*Exercise text*:

───

Concerns raised as ambulance service receives record number of emergency calls - The Leamington Observer

Concerns raised as ambulance service receives record number of emergency calls

Leamington Editorial 6th Mar, 2018 Updated: 6th Mar, 2018   0

AMBULANCE chiefs have raised concern after receiving a record number of emergency calls in a single day.

The number of 999 calls to West Midlands Ambulance Service (WMAS) topped out at 5,001 on Monday – the first time they had ever reached the 5,000 mark.

New Years Day is traditionally the busiest day of the year, and the previous busiest day was on January 1, 2017, when 4,628 calls were received.

But Sunday (March 4) was the third busiest day ever for WMAS, with 4,451 emergency calls received, prompting concern from bosses as to why.




Trust chief executive Anthony Marsh said: “These are unprecedented call numbers; astonishingly, demand was almost 20 per cent higher than we would have expected.

“It is a huge concern that so many people have seemingly ignored other NHS services and felt the need to dial 999.


“An increase in cases due to the snow was expected but the fact that call numbers have spiked upwards so sharply since that period is very worrying.

“We will be looking into the cases to try and work out whether there are any patterns or reasons behind such rises.”

Mr Marsh also spoke of the pressure the so-called Beast from the East had put on the service.

“Due to the snow, we had already put considerably more resources on duty than we would normally have done at this time, yet this was still not enough to deal with all of the cases in a timely manner. For this I am sorry.

“Although we were able to resource all of the most serious incidents, unfortunately, some patients with less serious conditions did wait much longer than we would have wanted.

“I would like to place on record my thanks to the staff who have worked tirelessly over recent days, regularly going above and beyond what could reasonably have been expected to ensure patients got the care they needed. Many staff volunteered to do additional overtime shifts, while others stayed late or started earlier to help out.

“Whether it is staff in our control rooms, on the frontline, maintaining and servicing the vehicles, ensuring consumables got through to hubs despite the weather; each member of my staff has done everything possible to ensure patient care was maintained at the highest level.

“I would also like to thank the many volunteers such as our community first responders, 4×4 organisations and members of the public who have helped us over recent days. The sense of community has been extraordinary; seeing such generosity shows just how ‘Great’, Britain really is.”

───

*Information shown*:
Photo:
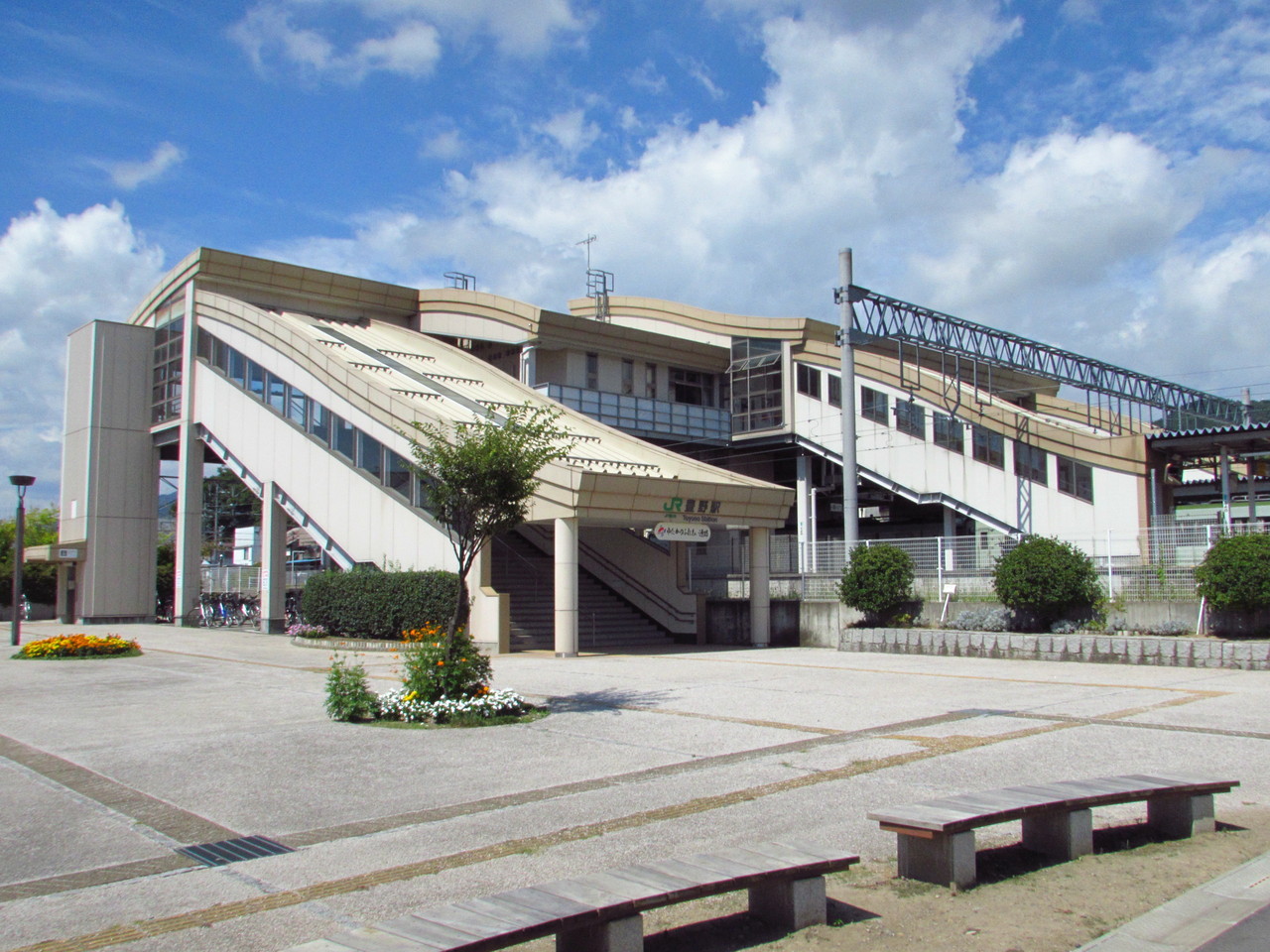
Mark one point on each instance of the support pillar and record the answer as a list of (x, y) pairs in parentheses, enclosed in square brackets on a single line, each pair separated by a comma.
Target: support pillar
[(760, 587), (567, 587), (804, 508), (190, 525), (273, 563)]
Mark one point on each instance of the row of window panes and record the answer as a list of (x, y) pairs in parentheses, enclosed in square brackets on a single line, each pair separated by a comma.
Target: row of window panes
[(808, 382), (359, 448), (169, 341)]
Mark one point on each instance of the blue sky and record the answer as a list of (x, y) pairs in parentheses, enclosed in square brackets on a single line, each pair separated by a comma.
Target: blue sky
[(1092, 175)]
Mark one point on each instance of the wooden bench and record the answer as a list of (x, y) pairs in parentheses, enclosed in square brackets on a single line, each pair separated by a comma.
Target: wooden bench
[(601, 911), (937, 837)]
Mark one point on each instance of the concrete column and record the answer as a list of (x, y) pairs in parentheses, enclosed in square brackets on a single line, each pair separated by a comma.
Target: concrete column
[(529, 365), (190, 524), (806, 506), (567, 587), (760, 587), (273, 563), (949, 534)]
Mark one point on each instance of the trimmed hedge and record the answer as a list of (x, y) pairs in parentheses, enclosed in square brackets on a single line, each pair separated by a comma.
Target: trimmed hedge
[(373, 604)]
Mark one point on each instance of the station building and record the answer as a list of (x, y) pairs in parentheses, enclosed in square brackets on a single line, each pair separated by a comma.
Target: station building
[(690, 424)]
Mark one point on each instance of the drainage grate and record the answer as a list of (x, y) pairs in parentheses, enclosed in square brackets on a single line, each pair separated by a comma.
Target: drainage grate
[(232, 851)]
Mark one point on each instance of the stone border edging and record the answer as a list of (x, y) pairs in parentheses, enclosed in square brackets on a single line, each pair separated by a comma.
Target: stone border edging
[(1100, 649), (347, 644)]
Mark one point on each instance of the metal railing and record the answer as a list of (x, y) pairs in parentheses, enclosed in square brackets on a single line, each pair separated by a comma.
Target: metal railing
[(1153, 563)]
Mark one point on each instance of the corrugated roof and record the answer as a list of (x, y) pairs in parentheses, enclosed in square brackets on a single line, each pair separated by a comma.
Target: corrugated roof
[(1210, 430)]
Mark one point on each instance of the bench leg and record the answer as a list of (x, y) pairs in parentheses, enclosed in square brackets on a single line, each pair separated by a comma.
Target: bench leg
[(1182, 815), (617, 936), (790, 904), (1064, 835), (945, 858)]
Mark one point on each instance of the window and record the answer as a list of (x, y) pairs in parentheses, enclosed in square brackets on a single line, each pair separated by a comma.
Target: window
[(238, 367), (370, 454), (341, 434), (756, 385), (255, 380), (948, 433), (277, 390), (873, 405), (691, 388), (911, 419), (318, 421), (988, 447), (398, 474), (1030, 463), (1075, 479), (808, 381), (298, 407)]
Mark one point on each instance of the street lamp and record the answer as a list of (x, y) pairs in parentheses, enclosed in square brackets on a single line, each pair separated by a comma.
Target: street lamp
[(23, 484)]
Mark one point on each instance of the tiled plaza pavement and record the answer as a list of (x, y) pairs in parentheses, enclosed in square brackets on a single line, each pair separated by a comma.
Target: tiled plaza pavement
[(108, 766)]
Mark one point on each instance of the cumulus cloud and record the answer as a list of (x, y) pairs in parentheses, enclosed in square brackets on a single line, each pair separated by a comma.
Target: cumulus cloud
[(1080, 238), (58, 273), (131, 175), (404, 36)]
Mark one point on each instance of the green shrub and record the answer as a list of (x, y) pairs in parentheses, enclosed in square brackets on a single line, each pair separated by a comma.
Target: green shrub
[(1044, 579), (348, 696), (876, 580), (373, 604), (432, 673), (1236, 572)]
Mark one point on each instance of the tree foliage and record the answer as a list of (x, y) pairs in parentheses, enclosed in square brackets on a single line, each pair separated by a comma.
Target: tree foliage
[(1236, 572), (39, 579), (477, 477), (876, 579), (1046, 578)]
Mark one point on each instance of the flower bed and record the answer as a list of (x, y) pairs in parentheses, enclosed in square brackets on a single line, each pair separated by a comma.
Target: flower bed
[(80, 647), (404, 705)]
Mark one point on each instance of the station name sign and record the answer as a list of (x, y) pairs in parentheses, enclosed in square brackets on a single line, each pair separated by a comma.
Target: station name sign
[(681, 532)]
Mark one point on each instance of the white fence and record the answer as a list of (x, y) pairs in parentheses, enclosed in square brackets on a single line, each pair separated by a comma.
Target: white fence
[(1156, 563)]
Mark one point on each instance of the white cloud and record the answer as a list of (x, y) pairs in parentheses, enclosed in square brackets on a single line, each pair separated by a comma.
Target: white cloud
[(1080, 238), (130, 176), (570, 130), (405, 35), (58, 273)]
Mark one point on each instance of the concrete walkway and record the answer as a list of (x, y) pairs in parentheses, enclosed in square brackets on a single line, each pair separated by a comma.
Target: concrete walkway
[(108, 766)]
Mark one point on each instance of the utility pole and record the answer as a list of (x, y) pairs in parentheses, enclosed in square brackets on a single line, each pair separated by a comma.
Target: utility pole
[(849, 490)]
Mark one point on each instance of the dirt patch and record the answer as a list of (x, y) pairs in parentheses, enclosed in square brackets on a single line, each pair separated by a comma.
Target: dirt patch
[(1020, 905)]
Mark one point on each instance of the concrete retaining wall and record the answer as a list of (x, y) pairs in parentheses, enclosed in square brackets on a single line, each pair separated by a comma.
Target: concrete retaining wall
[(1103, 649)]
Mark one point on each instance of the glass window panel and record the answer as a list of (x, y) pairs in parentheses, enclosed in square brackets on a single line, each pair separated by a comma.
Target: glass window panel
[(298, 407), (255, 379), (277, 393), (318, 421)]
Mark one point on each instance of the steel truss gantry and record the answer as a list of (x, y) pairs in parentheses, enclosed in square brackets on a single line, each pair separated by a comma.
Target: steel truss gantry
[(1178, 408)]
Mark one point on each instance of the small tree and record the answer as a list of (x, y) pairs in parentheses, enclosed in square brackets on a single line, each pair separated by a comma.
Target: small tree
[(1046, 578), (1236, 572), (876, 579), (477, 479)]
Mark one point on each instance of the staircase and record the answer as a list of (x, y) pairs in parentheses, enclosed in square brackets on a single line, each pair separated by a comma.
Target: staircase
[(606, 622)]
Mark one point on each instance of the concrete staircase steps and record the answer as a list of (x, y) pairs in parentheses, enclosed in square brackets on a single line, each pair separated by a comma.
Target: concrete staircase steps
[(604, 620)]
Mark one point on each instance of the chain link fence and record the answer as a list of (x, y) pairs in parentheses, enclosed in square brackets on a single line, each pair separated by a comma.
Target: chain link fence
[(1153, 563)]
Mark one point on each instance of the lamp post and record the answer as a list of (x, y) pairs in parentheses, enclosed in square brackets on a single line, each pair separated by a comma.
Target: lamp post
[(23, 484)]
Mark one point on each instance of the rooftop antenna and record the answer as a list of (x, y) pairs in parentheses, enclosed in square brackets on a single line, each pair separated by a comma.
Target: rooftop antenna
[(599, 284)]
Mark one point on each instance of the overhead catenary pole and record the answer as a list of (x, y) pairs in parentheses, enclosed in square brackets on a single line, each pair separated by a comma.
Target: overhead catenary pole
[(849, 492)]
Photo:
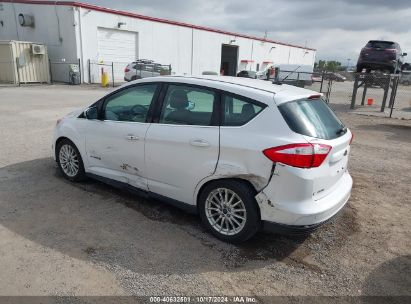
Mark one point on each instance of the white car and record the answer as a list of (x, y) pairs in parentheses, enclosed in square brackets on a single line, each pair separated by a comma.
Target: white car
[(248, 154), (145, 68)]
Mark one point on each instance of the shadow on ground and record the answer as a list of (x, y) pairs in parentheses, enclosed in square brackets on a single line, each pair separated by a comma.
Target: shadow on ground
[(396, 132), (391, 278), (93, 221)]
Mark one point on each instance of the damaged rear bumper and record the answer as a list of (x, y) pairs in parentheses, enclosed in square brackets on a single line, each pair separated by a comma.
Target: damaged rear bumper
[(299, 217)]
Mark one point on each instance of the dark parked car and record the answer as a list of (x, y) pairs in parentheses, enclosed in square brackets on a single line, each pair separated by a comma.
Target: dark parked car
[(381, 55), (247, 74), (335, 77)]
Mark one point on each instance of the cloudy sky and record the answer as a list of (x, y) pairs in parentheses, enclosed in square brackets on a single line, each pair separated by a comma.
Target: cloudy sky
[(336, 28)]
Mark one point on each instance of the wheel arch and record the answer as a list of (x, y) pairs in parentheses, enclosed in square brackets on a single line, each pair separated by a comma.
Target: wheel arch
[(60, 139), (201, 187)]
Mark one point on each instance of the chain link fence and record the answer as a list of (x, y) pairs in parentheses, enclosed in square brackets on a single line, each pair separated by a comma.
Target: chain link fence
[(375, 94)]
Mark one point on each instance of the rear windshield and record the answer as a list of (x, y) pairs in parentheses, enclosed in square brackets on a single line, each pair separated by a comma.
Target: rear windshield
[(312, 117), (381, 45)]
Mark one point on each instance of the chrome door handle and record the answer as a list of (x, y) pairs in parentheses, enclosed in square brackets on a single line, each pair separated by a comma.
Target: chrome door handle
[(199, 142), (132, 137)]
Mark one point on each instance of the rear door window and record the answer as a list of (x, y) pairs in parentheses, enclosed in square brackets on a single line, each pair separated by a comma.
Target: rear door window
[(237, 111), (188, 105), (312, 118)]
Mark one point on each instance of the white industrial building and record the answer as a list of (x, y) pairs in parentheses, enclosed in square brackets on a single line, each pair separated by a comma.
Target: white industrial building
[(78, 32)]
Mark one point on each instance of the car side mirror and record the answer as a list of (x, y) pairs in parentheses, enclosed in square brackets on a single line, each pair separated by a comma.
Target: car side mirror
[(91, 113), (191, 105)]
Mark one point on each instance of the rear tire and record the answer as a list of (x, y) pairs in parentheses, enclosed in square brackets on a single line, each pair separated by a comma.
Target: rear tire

───

*Work to be completed*: According to the news article about ambulance emergency calls, what was the previous busiest day for West Midlands Ambulance Service before this record, and how many calls came in that day?

*Solution for this problem*: January 1, 2017, when 4,628 calls were received.